Collected data entries:
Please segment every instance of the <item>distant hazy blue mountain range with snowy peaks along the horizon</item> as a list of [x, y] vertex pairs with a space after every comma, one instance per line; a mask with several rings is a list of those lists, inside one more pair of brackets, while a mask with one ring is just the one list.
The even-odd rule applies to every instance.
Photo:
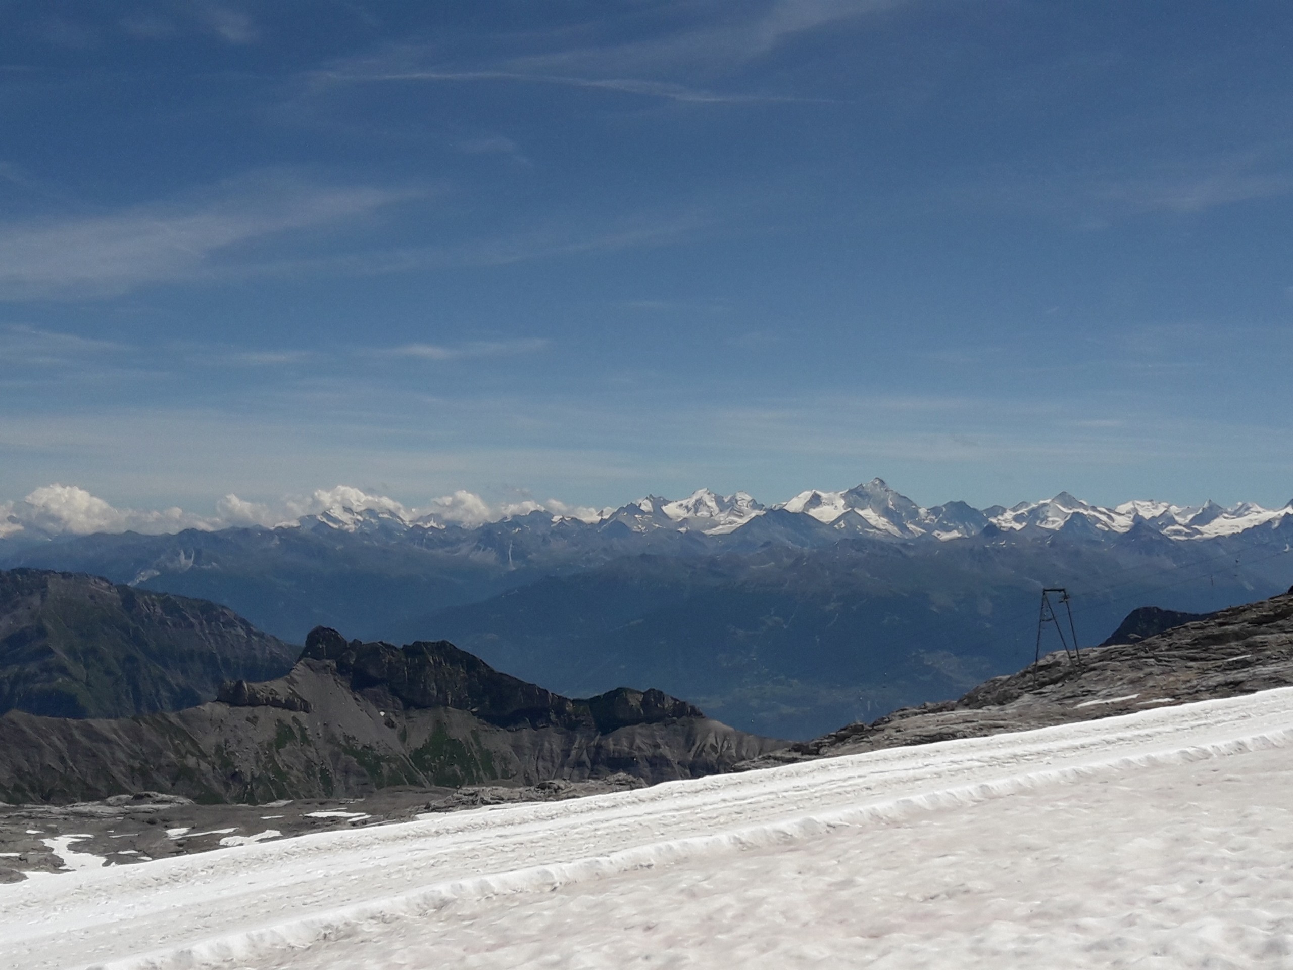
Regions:
[[226, 603], [295, 641], [321, 625], [447, 638], [565, 696], [649, 683], [798, 738], [1018, 669], [1043, 586], [1072, 592], [1093, 644], [1146, 603], [1202, 614], [1293, 582], [1293, 507], [1104, 508], [1062, 493], [924, 508], [879, 480], [778, 507], [648, 497], [595, 521], [535, 511], [464, 528], [383, 506], [272, 529], [36, 538], [0, 541], [0, 564]]

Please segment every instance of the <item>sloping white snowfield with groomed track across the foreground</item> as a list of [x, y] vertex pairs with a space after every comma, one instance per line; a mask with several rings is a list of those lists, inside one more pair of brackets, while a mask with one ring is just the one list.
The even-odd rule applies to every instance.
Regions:
[[1293, 966], [1293, 688], [0, 886], [3, 967]]

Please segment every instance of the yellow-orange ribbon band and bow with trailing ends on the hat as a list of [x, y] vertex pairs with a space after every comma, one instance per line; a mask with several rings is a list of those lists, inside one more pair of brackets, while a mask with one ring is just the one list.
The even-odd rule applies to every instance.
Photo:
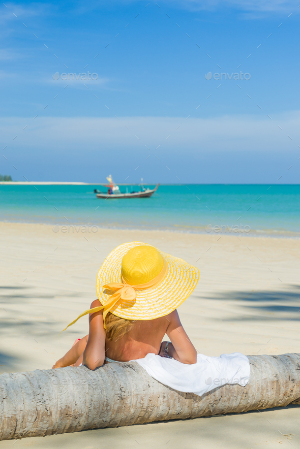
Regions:
[[[119, 300], [123, 301], [134, 301], [136, 298], [136, 290], [145, 290], [146, 288], [152, 288], [158, 285], [163, 278], [165, 277], [166, 273], [168, 271], [168, 265], [166, 261], [164, 260], [164, 266], [162, 271], [159, 273], [158, 276], [156, 276], [154, 279], [152, 279], [149, 282], [146, 282], [144, 284], [140, 285], [129, 285], [122, 276], [122, 282], [111, 282], [109, 284], [103, 285], [104, 290], [114, 292], [111, 294], [109, 301], [104, 306], [94, 307], [93, 309], [85, 310], [85, 312], [81, 313], [72, 323], [70, 323], [63, 331], [68, 329], [69, 326], [72, 326], [76, 321], [81, 318], [84, 315], [87, 315], [88, 313], [96, 313], [100, 310], [103, 310], [103, 326], [104, 329], [106, 329], [105, 326], [105, 317], [108, 312], [119, 302]], [[100, 302], [100, 300], [99, 300]], [[62, 331], [62, 332], [63, 332]]]

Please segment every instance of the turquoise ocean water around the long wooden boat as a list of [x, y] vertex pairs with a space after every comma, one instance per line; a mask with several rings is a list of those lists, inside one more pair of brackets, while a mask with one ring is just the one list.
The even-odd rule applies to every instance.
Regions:
[[300, 185], [160, 185], [151, 198], [128, 200], [97, 199], [94, 188], [106, 191], [96, 184], [0, 185], [0, 221], [300, 236]]

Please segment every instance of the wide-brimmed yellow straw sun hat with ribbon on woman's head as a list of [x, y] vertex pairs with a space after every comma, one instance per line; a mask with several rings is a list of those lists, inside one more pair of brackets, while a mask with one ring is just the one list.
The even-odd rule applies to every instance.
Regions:
[[124, 243], [98, 271], [96, 293], [102, 306], [81, 313], [69, 326], [102, 309], [104, 327], [108, 312], [131, 320], [165, 316], [191, 295], [198, 280], [198, 268], [184, 260], [142, 242]]

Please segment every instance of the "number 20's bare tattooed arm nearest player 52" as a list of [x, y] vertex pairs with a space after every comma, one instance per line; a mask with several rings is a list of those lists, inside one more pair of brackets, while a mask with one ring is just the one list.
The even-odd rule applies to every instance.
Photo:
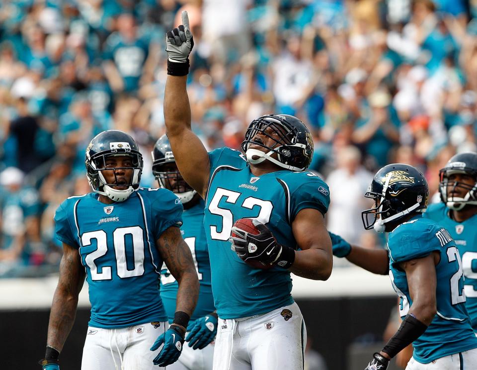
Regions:
[[189, 246], [182, 239], [180, 229], [175, 226], [161, 234], [157, 245], [167, 269], [179, 283], [176, 311], [192, 315], [199, 295], [199, 280]]

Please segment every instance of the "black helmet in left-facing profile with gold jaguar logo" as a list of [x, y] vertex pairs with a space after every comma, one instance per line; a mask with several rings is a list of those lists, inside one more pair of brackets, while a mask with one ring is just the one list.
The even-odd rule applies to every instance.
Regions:
[[386, 228], [386, 223], [395, 223], [409, 213], [426, 210], [429, 185], [424, 175], [416, 168], [395, 163], [376, 173], [365, 196], [374, 199], [375, 207], [361, 212], [364, 228], [374, 228], [382, 233], [390, 231]]

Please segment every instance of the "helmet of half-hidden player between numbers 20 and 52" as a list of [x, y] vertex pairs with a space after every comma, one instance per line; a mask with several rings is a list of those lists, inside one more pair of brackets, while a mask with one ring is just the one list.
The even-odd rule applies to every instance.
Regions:
[[153, 156], [153, 174], [159, 182], [159, 186], [172, 190], [177, 194], [183, 204], [190, 201], [196, 191], [184, 181], [179, 170], [177, 170], [177, 166], [173, 168], [167, 168], [167, 166], [165, 166], [168, 163], [175, 165], [174, 154], [172, 153], [169, 139], [166, 135], [162, 135], [158, 141], [156, 141], [156, 145], [154, 145], [154, 150], [151, 154]]

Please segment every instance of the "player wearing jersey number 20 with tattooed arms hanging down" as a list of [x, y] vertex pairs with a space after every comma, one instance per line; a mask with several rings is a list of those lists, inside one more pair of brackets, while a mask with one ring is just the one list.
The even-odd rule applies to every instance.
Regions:
[[[66, 199], [55, 214], [64, 252], [41, 365], [59, 369], [86, 278], [91, 318], [81, 369], [165, 367], [181, 353], [199, 290], [180, 234], [180, 199], [167, 189], [139, 188], [143, 158], [124, 132], [94, 137], [85, 164], [93, 192]], [[179, 283], [170, 326], [158, 290], [162, 262]]]

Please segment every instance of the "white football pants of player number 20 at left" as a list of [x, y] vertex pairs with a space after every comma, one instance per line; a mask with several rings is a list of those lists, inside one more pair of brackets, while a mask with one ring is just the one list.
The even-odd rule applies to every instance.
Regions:
[[162, 346], [154, 352], [149, 349], [168, 327], [167, 322], [160, 322], [157, 328], [150, 322], [119, 329], [90, 326], [81, 370], [163, 370], [153, 364]]

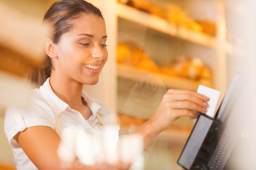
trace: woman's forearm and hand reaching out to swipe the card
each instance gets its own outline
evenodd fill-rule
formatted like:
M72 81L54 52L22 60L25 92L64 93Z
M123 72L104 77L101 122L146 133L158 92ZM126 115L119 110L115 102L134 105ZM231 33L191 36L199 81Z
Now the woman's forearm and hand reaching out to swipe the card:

Description of the task: Answer with one number, namely the count of lines in the entries that include the word "card".

Answer section: 2